Des décisions récentes ont traité de la question de la date pertinente pour l’examen des motifs d’opposition fondés sur l’alinéa 12(1)b) et l’article 14.  Depuis la décision rendue par la Cour fédérale dans l’affaire Fiesta Barbeques Limited c. General Housewares Corporation (2003), 28 C.P.R. (4th) 60, la Commission a adopté la date de la production de la demande d’enregistrement comme date pertinente pour déterminer si une marque est descriptive au sens de l’alinéa 12(1)b) [voir Zorti Investments Inc. c. Party City Corporation (demande no 766,534, 12 janvier 2004); Havana Club Holdings S.A. c. Bacardi & Company Limited (demande no 795,803, 12 janvier  2004) et Eloyalty Corporation c. Loyalty Management Group Canada Inc (demande no 860,274, 28 mai  2004)].

 

La Commission a également adopté la date de production de la demande d’enregistrement comme date pertinente pour l’examen de l’enregistrabilité de la marque suivant l’article 14.  Dans la décision Zorti, précitée, le commissaire D. J. Martin a tenu les propos suivants à ce sujet :

L'article 14 établit un mécanisme analogue à celui du paragraphe 12(2), lequel permet l'enregistrement de marques non enregistrables aux termes de l'alinéa 12(1)b).  Lorsque la requérante possède une marque de commerce correspondante déjà enregistrée dans un autre pays, le paragraphe 14(1) prévoit une exception à l'alinéa 12(1)b) comparable à l'exception établie par le paragraphe 12(2) (Les Brasseries Molson, précitée).  La date pertinente pour l'examen des circonstances se rapportant au paragraphe 14(1) devrait donc logiquement être la même que pour l'analyse exigée pour l'application des articles 12(1)b) et 12(2), c'est-à-dire, la date à laquelle la demande d'enregistrement a été produite, comme on l'a dit plus haut.  De fait, avant la décision Lubrication Engineers, c'est la position que la Commission des oppositions avait prise (voir, par exemple, Holiday Juice Ltd. v. Sundor Brand Inc. (1990), 33 C.P.R. (3d) 509, p. 512-513 (C.O.M.C.).  Non seulement le recours à une date pertinente ultérieure serait-il irrationnel mais il favoriserait injustement les requérants étrangers par rapport aux requérants canadiens, lesquels doivent démontrer que leurs marques clairement descriptives étaient devenues distinctives à la date où ils ont produit leur demande

 

La requérante doit donc prouver l'enregistrement étranger et démontrer que la marque dont elle demande l'enregistrement n'était pas dépourvue de caractère distinctif au Canada, ainsi que l'exige l'alinéa 14(1)b) de la Loi, et ce, à la date de la production de sa demande.
# # # #
* [Tâche courte 1]
Extrayez de la liste ci-dessous toutes les lignes qui contiennent la chaîne « feather ».
# # # #
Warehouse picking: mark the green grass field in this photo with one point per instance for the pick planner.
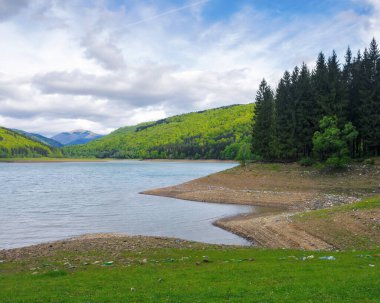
(182, 275)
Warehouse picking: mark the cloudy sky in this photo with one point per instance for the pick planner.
(103, 64)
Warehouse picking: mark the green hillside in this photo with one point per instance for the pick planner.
(210, 134)
(15, 145)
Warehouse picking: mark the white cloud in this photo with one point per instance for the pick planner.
(67, 65)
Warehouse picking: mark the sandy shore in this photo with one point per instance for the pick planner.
(114, 245)
(287, 187)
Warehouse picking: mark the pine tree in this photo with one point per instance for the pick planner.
(321, 86)
(369, 108)
(262, 139)
(337, 101)
(306, 113)
(285, 142)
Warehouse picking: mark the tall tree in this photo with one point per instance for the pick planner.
(262, 139)
(306, 113)
(369, 108)
(285, 142)
(321, 86)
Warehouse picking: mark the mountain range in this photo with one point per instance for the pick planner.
(210, 134)
(16, 145)
(76, 137)
(39, 138)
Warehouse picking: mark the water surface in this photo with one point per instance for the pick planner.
(41, 202)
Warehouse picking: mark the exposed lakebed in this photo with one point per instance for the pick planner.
(42, 202)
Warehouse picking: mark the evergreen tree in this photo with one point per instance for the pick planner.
(369, 108)
(337, 103)
(306, 113)
(321, 86)
(285, 141)
(263, 122)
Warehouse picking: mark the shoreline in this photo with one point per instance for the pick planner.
(288, 189)
(285, 193)
(89, 160)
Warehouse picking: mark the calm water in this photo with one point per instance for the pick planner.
(41, 202)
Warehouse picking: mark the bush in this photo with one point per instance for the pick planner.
(369, 162)
(307, 161)
(336, 162)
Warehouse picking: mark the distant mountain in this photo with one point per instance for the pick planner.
(76, 137)
(16, 145)
(212, 134)
(40, 138)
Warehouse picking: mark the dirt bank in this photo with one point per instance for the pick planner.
(289, 187)
(111, 244)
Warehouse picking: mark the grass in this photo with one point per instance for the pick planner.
(182, 275)
(46, 159)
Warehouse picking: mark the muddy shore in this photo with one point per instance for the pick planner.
(287, 188)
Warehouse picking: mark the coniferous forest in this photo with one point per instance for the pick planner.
(330, 113)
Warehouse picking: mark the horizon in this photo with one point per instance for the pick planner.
(102, 65)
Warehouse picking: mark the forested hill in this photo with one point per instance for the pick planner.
(330, 113)
(15, 145)
(211, 134)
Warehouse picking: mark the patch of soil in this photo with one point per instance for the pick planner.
(289, 187)
(112, 244)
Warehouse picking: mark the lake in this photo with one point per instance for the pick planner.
(41, 202)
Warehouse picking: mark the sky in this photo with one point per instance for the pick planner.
(100, 65)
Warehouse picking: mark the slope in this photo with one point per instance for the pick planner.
(39, 138)
(211, 134)
(15, 145)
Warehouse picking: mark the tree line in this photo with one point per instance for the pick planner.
(332, 110)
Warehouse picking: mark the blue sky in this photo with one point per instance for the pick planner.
(103, 64)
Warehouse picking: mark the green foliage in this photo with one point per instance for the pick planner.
(303, 98)
(244, 153)
(15, 145)
(307, 161)
(211, 134)
(263, 127)
(331, 143)
(369, 162)
(172, 275)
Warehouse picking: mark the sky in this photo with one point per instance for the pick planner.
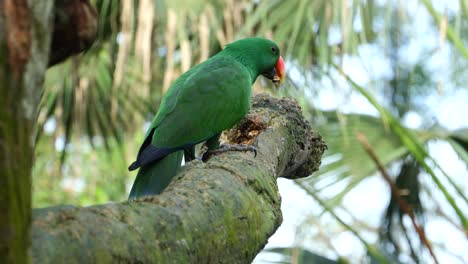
(447, 103)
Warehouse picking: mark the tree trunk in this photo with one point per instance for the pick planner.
(221, 211)
(28, 44)
(25, 37)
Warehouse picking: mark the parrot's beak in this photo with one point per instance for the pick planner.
(280, 72)
(276, 75)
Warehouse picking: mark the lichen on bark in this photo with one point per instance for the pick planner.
(219, 211)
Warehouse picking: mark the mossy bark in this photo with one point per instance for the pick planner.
(25, 34)
(26, 49)
(220, 211)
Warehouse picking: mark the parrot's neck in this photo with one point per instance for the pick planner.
(246, 60)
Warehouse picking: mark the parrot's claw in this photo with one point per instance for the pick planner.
(226, 147)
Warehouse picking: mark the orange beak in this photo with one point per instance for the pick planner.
(280, 72)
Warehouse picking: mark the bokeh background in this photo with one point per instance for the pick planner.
(394, 72)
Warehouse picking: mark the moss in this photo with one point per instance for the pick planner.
(221, 211)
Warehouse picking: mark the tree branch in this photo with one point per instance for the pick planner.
(223, 210)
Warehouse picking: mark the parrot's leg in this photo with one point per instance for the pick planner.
(213, 142)
(189, 154)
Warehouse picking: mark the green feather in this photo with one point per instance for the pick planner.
(209, 98)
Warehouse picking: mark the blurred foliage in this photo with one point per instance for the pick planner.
(96, 106)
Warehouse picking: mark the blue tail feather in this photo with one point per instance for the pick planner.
(155, 177)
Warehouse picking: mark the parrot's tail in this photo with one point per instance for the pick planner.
(154, 178)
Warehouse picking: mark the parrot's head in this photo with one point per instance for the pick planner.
(262, 56)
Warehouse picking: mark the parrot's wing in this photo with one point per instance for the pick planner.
(206, 100)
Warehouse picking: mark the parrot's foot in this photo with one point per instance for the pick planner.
(226, 147)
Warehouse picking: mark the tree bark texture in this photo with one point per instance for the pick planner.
(219, 211)
(26, 49)
(25, 34)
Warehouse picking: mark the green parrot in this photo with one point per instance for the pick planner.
(211, 97)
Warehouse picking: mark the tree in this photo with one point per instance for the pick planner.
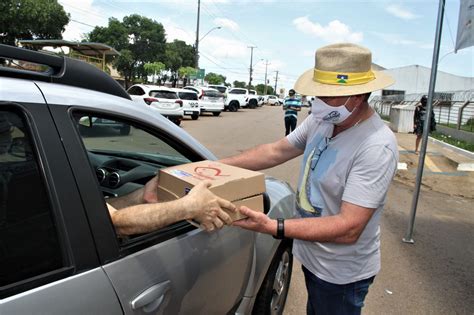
# # # #
* [Tâche courte 2]
Répondez aux questions suivantes d'après le texte sur la date pertinente ci-dessus.
(a) Dans quelle affaire la Cour fédérale a-t-elle rendu la décision à la suite de laquelle la Commission a adopté la date de production de la demande pour l'alinéa 12(1)b) ?
(b) Quel commissaire a tenu les propos cités dans la décision Zorti ?
(c) Selon le passage cité, quels requérants une date pertinente ultérieure favoriserait-elle injustement ?

* [Réponse attendue 1]
Warehouse picking: mark the green feather in this photo with one point per instance for the pick planner.
Warehouse picking: mark the blue tail feather in this photo with one point per instance for the pick planner.

* [Réponse attendue 2]
(a) Fiesta Barbeques Limited c. General Housewares Corporation.
(b) Le commissaire D. J. Martin.
(c) Les requérants étrangers, par rapport aux requérants canadiens.